## Document excerpt

================================

# A Minimal left ideals in Hassani

1. Mar 22, 2016

### Geofleur

In the chapter on Algebras in Hassani's mathematical physics text, left ideals are defined as follows:

Let $\mathcal{A}$ be an algebra. A subspace $\mathcal{B}$ of $\mathcal{A}$ is called a left ideal of $\mathcal{A}$ if it contains $\mathbf{a}\mathbf{b}$ for all $\mathbf{a}\in \mathcal{A}$ and $\mathbf{b} \in \mathcal{B}$.

He then defines a minimal left ideal:

A left ideal $\mathcal{M}$ of an algebra $\mathcal{A}$ is called minimal if every left ideal of $\mathcal{A}$ contained in $\mathcal{M}$ coincides with $\mathcal{M}$.

Here is where I am confused. The set containing only the zero vector is a subspace of any vector space, because $\alpha \mathbf{0} + \beta \mathbf{0} = \mathbf{0}$ for any scalars $\alpha$ and $\beta$. Moreover, the set containing the zero vector is a subalgebra of any algebra, because $\mathbf{0} \mathbf{0} = \mathbf{0}$. In fact, the "zero set" is a left ideal of any algebra, because $\mathbf{a} \mathbf{0} = \mathbf{0}$ for any $\mathbf{a} \in \mathcal{A}$. But then the only minimal left ideal is just the zero set, because every left ideal has the zero vector as an element. This conclusion would make the whole concept of minimal ideals rather uninteresting. Am I going wrong somewhere here?

================================

## To do
From the post on minimal left ideals, extract the passage starting at "Here is where" and ending at "wrong somewhere here?". The lines have no connection to the post on minimal left ideals.

================================

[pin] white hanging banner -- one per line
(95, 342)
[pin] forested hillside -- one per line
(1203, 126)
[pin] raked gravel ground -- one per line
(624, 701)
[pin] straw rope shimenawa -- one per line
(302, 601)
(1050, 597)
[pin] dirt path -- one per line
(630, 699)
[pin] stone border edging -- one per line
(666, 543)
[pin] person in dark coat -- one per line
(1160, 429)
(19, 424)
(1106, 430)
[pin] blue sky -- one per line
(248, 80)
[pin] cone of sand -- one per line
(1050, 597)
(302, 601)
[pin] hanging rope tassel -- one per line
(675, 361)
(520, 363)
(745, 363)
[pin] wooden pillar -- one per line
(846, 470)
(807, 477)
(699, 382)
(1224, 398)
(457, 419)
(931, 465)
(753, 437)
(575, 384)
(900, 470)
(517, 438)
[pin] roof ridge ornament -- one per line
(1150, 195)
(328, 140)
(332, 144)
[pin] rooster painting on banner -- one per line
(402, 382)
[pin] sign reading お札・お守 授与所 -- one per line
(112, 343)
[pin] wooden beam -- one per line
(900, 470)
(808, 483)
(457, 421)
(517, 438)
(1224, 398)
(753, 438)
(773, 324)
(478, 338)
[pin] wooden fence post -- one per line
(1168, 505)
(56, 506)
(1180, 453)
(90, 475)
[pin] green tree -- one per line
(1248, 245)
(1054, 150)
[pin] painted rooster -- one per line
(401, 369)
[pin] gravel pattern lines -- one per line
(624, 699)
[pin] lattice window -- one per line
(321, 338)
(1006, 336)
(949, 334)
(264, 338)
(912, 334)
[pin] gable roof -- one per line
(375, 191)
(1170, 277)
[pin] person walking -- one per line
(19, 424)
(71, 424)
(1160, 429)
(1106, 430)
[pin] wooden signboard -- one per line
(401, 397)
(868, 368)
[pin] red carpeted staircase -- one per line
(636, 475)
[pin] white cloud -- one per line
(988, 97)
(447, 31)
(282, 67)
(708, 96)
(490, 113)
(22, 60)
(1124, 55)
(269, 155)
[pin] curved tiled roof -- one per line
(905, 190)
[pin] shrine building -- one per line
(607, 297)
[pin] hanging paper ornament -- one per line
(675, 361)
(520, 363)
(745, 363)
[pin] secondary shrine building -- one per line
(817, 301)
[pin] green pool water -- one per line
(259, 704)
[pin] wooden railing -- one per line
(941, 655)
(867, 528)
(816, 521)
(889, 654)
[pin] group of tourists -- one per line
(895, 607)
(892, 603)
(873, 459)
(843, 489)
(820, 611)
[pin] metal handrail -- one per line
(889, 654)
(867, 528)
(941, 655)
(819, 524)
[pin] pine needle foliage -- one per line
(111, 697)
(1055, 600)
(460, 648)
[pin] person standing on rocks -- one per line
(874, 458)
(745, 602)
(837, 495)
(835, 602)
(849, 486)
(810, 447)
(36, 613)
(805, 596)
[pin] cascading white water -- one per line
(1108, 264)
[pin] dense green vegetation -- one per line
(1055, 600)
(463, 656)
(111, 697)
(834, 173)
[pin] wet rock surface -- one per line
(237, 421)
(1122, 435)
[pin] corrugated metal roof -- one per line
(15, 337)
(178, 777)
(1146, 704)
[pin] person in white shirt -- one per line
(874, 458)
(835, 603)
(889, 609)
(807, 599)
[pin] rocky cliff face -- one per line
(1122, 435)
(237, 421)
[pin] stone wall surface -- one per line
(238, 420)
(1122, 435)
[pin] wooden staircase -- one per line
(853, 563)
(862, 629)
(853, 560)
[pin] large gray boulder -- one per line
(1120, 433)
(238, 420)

================================

## The answer
Here is where I am confused. The set containing only the zero vector is a subspace of any vector space, because $\alpha \mathbf{0} + \beta \mathbf{0} = \mathbf{0}$ for any scalars $\alpha$ and $\beta$. Moreover, the set containing the zero vector is a subalgebra of any algebra, because $\mathbf{0} \mathbf{0} = \mathbf{0}$. In fact, the "zero set" is a left ideal of any algebra, because $\mathbf{a} \mathbf{0} = \mathbf{0}$ for any $\mathbf{a} \in \mathcal{A}$. But then the only minimal left ideal is just the zero set, because every left ideal has the zero vector as an element. This conclusion would make the whole concept of minimal ideals rather uninteresting. Am I going wrong somewhere here?